*PAGE TEXT:*
· · · · ·

# I hate to ask but I am going to anyway



## pabaker66 (Nov 25, 2011)

Has anybody worked for or herd of M and H landscaping and services? The info they sent me is a joke but maybe I am missing something.

thanks


----------



## grandview (Oct 9, 2005)

Post it up!


----------



## Spool it up (Oct 30, 2012)

i could use a good laugh myself


----------



## coldcoffee (Jul 17, 2008)

Isn't it H & M Landscaping? We've bumped shoulders a few times.


----------



## pabaker66 (Nov 25, 2011)

Hi Paul,



The following is a general overview of snow removal requirements and pay. If you have any additional questions or concerns, please feel free to give me a call at . Also, if you are interested in traveling out of your area, I will be more than willing to commpensate you for gas reimbursement. Thank you.



**Requirements**

1. Snow REMOVAL can ONLY be performed at a property if there are 3 inches or more of snow present on the driveways, walkways, and sidewalks.

2. ONLY remove snow from the FRONT of the property. 

3. Must include DURING photos of you APPLYING SALT or Liquid Deicer on the areas in which the snow was removed.

4. ONLY go out to the property when I send you the order, otherwise, you will NOT get PAID for the work.

5. Must include photos with a measuring stick in your BEFORE and AFTER showing that the snow present is 3 inches or more.

6. IMPORTANT: There will be NO trip charges if no work is completed at the property; therefore, I will advise you to pay close attention to the weather forecast before going out to the property. 

7. Lastly, it pays $15 per property.

8. CALL SOU if you have any problems at the property.



**BEFORE Photos**

-Measure the depth of the snow with a yard stick marker(take photo)

-Take photos of street sign, and house address

-Photos of:

-Driveway

-Walkway to house

-Sidewalk and entry way/porch to house where lockbox is present

-Take additional photos of snow in the front yard.



**DURING Photos**

-Take 4-6 photos during photos showing snow being removed. Your equipment must be present in these photos. 

-During photos must include equipment being used with house in background of the pictures.

-IMPORTANT: Take during photos showing that you are applying salt/deicer to walkways, driveways, and sidewalks.



**AFTER Photos**

-After photos must show that snow removed from the driveway, walkways, sidewalks, and porch (if present).

-Your before and after photos must be taken at matching angles.





Thank You,



Sou Saephan

MH Landscaping & Services


----------



## CashinH&P (Jan 14, 2012)

That is WAY too much ******** for that amount of money.


----------



## White Gardens (Oct 29, 2008)

Wow.......

The nationals aren't even that hardcore...........

But, if you want subs to do the work and have a reason not to pay them, then set rules like this.


..........


----------



## grandview (Oct 9, 2005)

Send him a pix of your brown star and tell him to kiss it.


----------



## White Gardens (Oct 29, 2008)

CashinH&P;1540697 said:


> That is WAY too much ******** for that amount of money.

· · · · ·

*PARTS OF THE EXERCISE:*
1: In the snow removal forum thread:
(a) How much does the work pay per property?
(b) How many inches of snow must be present before removal can be performed?
(c) What company name does coldcoffee suggest instead?
2: Can you carry the snow removal forum thread forward from its last line?

*MATERIAL PROVIDED:*
· · · · ·

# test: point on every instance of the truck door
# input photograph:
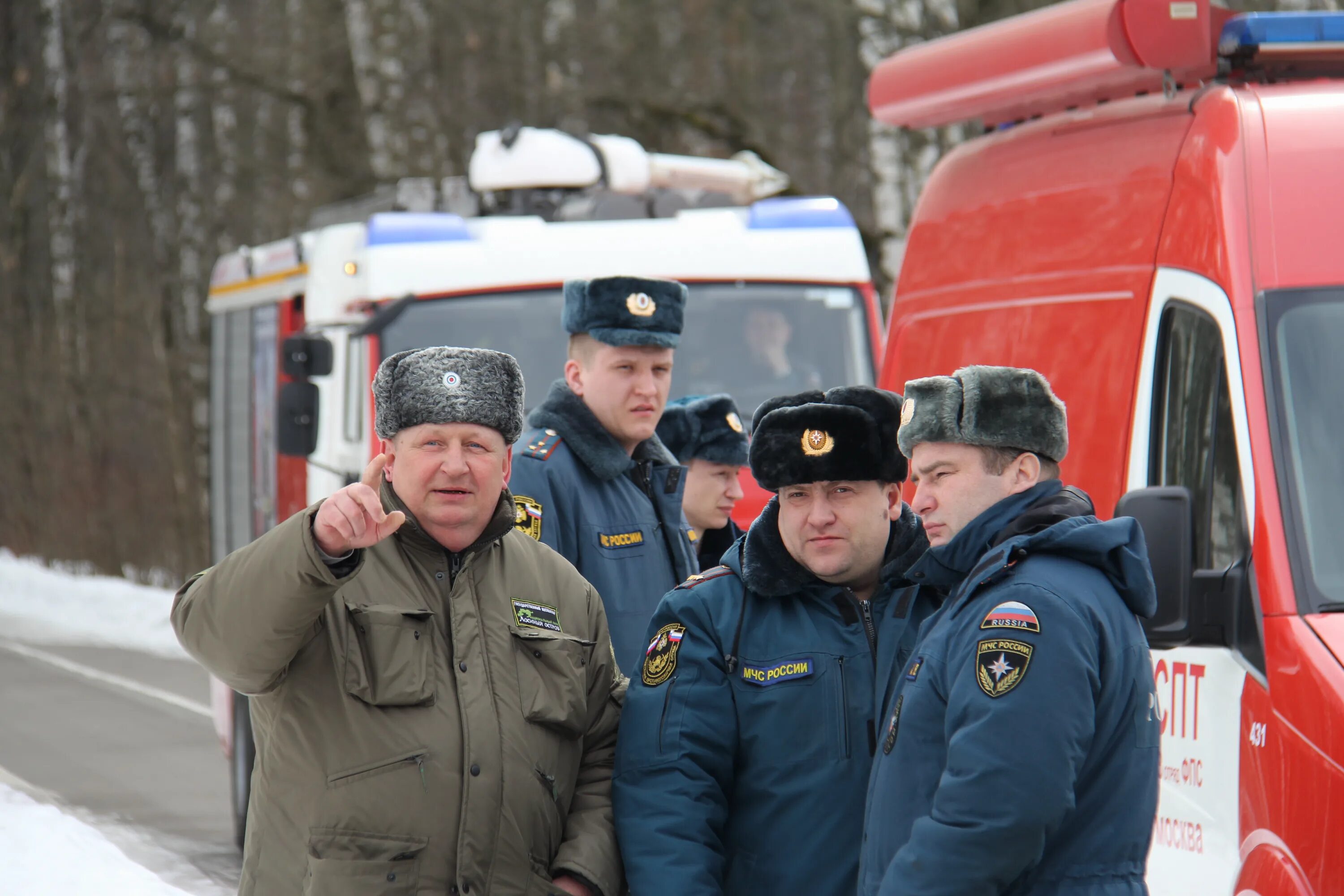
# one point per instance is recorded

· · · · ·

*OUTPUTS IN ORDER:*
1:
(a) $15 per property.
(b) 3 inches or more.
(c) H & M Landscaping.

2:
No, doubt. 15 bucks would be my charge to get out of the truck. Then I start adding for pics, rulers, etc...... Carbon for taking pics and sending them via-email isn't free you know.

..........


----------



## thesnowman269 (Nov 7, 2009)

the company is owned my three brothers. ive ran into them a few times. they're some weird guys but their shop is right down the road from my house. i see them almost every where i go. my friend planned on subbing his dump truck out to them this winter but after meeting with one of the brothers he decided not to. he just seemed a little to high strung and he didnt want anything to do with it. after reading your post however im surprised my friend even considered it.


----------



## G.Landscape (Oct 20, 2011)

The requirement almost contrediit themselves. It says....

"ONLY go out to the property when I send you the order, otherwise, you will NOT get PAID for the work."
Then it says:
"IMPORTANT: There will be NO trip charges if no work is completed at the property; therefore, I will advise you to pay close attention to the weather forecast before going out to the property. "

Just Run.....


----------



## grandview (Oct 9, 2005)

G.Landscape;1540738 said:


> The requirement almost contrediit themselves. It says....
> 
> "ONLY go out to the property when I send you the order, otherwise, you will NOT get PAID for the work."
> Then it says:
> ...


Keep some stock photos and send them to him.


----------



## Spool it up (Oct 30, 2012)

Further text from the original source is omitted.